# START OF Exercise material
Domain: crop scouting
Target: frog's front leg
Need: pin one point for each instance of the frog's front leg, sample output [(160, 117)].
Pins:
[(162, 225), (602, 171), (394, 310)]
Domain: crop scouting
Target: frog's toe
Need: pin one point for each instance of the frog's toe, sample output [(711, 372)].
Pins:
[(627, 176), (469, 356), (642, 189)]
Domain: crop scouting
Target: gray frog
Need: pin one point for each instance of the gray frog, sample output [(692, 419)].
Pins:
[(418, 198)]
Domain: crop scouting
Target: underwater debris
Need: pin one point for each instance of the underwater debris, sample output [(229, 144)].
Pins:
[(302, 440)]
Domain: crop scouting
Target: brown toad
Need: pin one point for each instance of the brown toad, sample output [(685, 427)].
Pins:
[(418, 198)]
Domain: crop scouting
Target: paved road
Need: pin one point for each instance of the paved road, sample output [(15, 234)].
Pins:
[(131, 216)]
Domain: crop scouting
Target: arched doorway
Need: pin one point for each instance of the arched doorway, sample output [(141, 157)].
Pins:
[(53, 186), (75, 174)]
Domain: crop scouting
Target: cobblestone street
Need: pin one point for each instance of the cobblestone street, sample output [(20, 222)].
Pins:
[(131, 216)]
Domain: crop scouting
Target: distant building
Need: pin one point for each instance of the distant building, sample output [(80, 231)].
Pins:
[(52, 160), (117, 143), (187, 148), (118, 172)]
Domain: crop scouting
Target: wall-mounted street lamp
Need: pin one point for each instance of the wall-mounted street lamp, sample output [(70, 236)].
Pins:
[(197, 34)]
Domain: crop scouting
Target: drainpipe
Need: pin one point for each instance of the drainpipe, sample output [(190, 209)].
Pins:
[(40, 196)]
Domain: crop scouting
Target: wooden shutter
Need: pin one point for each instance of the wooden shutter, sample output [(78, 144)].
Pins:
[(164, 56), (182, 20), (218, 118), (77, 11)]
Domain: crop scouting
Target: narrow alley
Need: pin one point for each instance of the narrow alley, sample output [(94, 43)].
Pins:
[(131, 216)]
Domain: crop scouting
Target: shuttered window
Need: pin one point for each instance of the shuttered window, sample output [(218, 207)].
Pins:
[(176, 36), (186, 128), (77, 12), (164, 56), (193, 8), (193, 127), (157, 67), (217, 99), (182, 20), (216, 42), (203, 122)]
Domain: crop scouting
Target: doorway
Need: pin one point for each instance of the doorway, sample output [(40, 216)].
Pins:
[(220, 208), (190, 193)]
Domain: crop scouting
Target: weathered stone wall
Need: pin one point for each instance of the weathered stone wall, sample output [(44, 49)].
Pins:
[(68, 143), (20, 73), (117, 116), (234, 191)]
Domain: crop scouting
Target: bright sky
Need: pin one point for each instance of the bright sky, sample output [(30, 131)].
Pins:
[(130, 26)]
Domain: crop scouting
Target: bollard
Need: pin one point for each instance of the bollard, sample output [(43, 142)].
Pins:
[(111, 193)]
# END OF Exercise material
Copy out the data shown above without altering anything.

Domain: crop scouting
Target: frog's front leg
Need: pin one point for each instance of the frog's front leg, sample output [(160, 117)].
Pins:
[(162, 225), (602, 171), (394, 310)]
Domain: crop scouting
Target: frog's toe
Need: pin one point for each instance of the frog's toe, sample output [(711, 372)].
Pins:
[(627, 176), (469, 356), (642, 189)]
Domain: crop scouting
Target: gray frog
Need: pin one point for each instance of the gray frog, sample output [(692, 419)].
Pins:
[(418, 198)]
Domain: crop scouting
Target: underwater debris
Need: pin one point for each instance of the underwater debris, sample output [(229, 144)].
Pins:
[(302, 440)]
Domain: crop scouting
Target: brown toad
Need: pin one point for each instance of the brown toad, sample output [(685, 427)].
Pins:
[(418, 198)]
Domain: crop scouting
Target: paved road
Need: pin one point for each instance of the paved road, sample output [(15, 234)].
Pins:
[(131, 216)]
Domain: crop scouting
Target: arched doorway
Need: pin one point for each instance of the arched doorway, sample output [(141, 157)].
Pins:
[(53, 186), (75, 174)]
Domain: crop scouting
Target: cobblestone street
Need: pin one point for each instance of the cobblestone street, sample output [(20, 222)].
Pins:
[(131, 216)]
Domain: crop scouting
Target: distant building
Need: pin one point for each instance of the distant building, sample output [(80, 231)].
Pins:
[(52, 160), (117, 143), (187, 148), (118, 172)]
Domain: crop scouting
Target: wall-mounted street lamp
Need: pin one point for each instance of the wall-mounted street lamp, sample output [(70, 236)].
Pins:
[(197, 34)]
Domain: crop scouting
Target: drainpipe
Need: pin one point for each instance of the drainpipe, sample output [(190, 209)].
Pins:
[(40, 196)]
Domain: crop scouting
Target: wooden shutter
Need: pin one point for each instance of the wooden shutter, sample output [(78, 144)].
Pins:
[(164, 56), (182, 20), (218, 118), (77, 11)]
Domain: crop scouting
Target: narrow alley
Need: pin one point for each instance of the narrow alley, sample output [(94, 43)].
Pins:
[(131, 216)]
Domain: crop scouting
Target: shuttered window
Need: pin one point for each instance of the shuttered window, sample output [(218, 207)].
Pins:
[(176, 36), (186, 128), (77, 12), (164, 56), (193, 8), (193, 127), (157, 67), (217, 99), (182, 20), (216, 42), (203, 122)]
Domain: crop scouting
Target: doorway
Need: pin one point for each instance of the doorway, sample output [(40, 216)].
Pins:
[(220, 208), (190, 193)]
Domain: crop scouting
Target: weathered stone wall
Need: pin one point for each instance of the weathered stone wall, sample output [(44, 49)].
Pins:
[(68, 143), (20, 73), (117, 116), (234, 191)]
Domain: crop scouting
Target: bright sky
Need: pin one point for each instance of the bright sky, sample output [(30, 131)].
Pins:
[(130, 26)]
Domain: crop scouting
Target: bollard
Need: pin one point for each instance of the bollard, sample output [(43, 142)].
Pins:
[(111, 193)]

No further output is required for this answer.